Task to complete:
Scan the data below. Pull out each line where "butterfly" occurs.
::::::::::
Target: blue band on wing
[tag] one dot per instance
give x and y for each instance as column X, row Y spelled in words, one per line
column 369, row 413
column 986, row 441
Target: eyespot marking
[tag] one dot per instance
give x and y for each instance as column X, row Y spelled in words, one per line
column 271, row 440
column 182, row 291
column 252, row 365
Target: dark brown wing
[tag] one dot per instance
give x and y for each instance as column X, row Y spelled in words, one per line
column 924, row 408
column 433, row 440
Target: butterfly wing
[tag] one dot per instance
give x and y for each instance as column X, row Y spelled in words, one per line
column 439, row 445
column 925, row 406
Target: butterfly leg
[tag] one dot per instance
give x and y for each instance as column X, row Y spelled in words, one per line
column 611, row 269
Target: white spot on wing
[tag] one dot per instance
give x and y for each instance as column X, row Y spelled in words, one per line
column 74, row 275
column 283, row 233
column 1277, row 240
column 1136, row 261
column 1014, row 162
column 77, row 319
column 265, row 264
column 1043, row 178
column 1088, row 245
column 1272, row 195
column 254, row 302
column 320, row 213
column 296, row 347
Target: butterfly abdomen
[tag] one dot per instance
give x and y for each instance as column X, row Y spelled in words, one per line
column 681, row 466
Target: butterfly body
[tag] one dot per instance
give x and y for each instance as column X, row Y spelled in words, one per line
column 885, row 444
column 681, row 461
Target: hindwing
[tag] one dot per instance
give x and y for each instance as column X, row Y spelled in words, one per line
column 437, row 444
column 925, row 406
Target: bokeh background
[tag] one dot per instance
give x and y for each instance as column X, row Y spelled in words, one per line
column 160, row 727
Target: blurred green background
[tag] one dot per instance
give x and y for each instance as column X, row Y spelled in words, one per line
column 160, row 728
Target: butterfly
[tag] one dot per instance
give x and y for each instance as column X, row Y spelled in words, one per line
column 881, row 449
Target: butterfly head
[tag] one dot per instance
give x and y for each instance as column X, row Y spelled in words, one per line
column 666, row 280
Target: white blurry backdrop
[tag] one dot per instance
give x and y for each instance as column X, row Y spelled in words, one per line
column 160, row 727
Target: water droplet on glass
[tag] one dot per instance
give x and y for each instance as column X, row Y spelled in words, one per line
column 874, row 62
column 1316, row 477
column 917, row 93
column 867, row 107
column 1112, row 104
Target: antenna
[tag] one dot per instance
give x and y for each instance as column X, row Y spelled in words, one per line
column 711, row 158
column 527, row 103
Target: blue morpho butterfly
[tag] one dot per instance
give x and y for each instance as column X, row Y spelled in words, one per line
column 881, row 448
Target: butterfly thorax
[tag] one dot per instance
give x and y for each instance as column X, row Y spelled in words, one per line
::::::::::
Output:
Target: butterfly wing
Target: butterfly leg
Target: butterfly abdomen
Target: butterfly body
Target: butterfly
Target: butterfly head
Target: blue morpho butterfly
Target: butterfly thorax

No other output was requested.